TASK GOAL - Pull out every line in the items below that contains the string "tree", and copy each one in full.

(Shape labeling items)
** START **

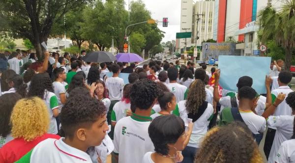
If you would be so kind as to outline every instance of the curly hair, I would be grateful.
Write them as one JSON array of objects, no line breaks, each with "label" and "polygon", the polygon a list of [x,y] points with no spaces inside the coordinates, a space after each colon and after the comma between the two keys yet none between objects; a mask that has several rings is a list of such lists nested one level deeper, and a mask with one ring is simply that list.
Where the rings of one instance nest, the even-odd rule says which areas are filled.
[{"label": "curly hair", "polygon": [[209,131],[194,163],[263,163],[258,146],[244,123],[233,122]]},{"label": "curly hair", "polygon": [[99,80],[99,68],[98,67],[91,67],[89,69],[88,76],[87,76],[87,83],[91,85],[95,81]]},{"label": "curly hair", "polygon": [[69,85],[67,92],[70,93],[72,90],[79,87],[86,88],[86,86],[85,86],[85,83],[84,83],[84,77],[82,75],[76,74],[72,79],[71,83],[70,83],[70,84]]},{"label": "curly hair", "polygon": [[155,82],[145,79],[138,81],[132,85],[130,89],[131,108],[148,109],[158,95],[159,88]]},{"label": "curly hair", "polygon": [[9,123],[13,107],[22,96],[16,93],[4,94],[0,96],[0,136],[5,137],[11,131]]},{"label": "curly hair", "polygon": [[206,91],[204,82],[199,79],[195,80],[189,86],[185,107],[188,113],[196,114],[199,107],[206,99]]},{"label": "curly hair", "polygon": [[66,136],[71,139],[79,128],[88,129],[106,114],[103,104],[94,98],[78,94],[67,100],[59,115],[62,129]]},{"label": "curly hair", "polygon": [[24,82],[28,83],[35,74],[35,71],[30,68],[28,68],[27,71],[24,74]]},{"label": "curly hair", "polygon": [[37,96],[44,99],[45,90],[54,92],[49,75],[47,73],[37,74],[32,78],[28,96]]},{"label": "curly hair", "polygon": [[20,100],[11,113],[11,133],[15,138],[30,141],[46,133],[49,114],[44,101],[34,97]]},{"label": "curly hair", "polygon": [[1,91],[7,91],[10,89],[8,86],[8,82],[7,82],[7,79],[11,78],[15,74],[16,74],[16,73],[13,70],[7,70],[2,73],[1,78],[0,78]]}]

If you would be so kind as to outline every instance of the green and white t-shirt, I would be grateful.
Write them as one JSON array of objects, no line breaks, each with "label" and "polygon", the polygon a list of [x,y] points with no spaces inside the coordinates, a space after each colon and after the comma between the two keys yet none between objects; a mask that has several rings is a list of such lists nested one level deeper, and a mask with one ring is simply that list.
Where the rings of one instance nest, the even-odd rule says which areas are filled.
[{"label": "green and white t-shirt", "polygon": [[186,86],[179,84],[177,83],[169,83],[166,85],[175,95],[177,102],[184,100],[186,99],[188,89]]},{"label": "green and white t-shirt", "polygon": [[114,152],[119,155],[118,163],[141,163],[147,152],[154,151],[148,132],[151,120],[150,117],[133,113],[117,122],[115,127]]},{"label": "green and white t-shirt", "polygon": [[131,104],[127,104],[124,101],[120,101],[116,103],[113,108],[111,119],[112,122],[117,122],[119,120],[126,117],[126,112],[130,109]]},{"label": "green and white t-shirt", "polygon": [[274,161],[278,163],[295,163],[295,139],[282,143]]},{"label": "green and white t-shirt", "polygon": [[44,93],[44,102],[47,107],[49,113],[50,123],[47,133],[52,134],[58,134],[58,124],[56,118],[53,116],[53,110],[59,108],[59,101],[54,93],[45,90]]}]

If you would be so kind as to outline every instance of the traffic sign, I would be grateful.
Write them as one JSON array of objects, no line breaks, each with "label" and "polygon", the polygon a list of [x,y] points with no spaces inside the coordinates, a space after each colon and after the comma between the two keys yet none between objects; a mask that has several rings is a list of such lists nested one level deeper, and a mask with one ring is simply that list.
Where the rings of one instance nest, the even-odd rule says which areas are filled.
[{"label": "traffic sign", "polygon": [[191,32],[176,33],[176,38],[191,38]]},{"label": "traffic sign", "polygon": [[265,52],[267,50],[266,46],[265,45],[261,45],[259,47],[259,50],[262,52]]}]

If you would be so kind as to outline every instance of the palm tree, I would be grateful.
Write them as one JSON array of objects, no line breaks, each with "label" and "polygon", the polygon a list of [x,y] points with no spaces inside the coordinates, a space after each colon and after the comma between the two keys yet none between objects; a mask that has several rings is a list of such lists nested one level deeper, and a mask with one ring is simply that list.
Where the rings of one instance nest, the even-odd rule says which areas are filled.
[{"label": "palm tree", "polygon": [[260,13],[261,41],[273,39],[285,49],[285,69],[290,71],[295,48],[295,0],[283,0],[284,4],[277,11],[268,5]]}]

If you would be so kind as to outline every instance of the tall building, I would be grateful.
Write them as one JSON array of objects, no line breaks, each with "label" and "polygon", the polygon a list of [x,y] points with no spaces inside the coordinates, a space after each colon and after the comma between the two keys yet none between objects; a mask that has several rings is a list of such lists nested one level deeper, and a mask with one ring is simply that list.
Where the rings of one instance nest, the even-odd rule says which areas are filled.
[{"label": "tall building", "polygon": [[203,40],[213,38],[214,4],[214,0],[203,0],[194,5],[192,43],[202,45]]}]

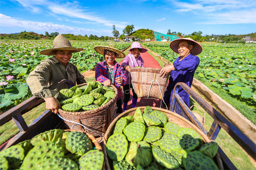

** END **

EXERCISE RESULT -
If you would be so kind as to outline every instance of the palm tree, I would be grateful.
[{"label": "palm tree", "polygon": [[260,13],[261,41],[273,39],[285,49],[285,69],[290,71],[295,48],[295,0],[283,0],[284,4],[277,11],[268,5]]}]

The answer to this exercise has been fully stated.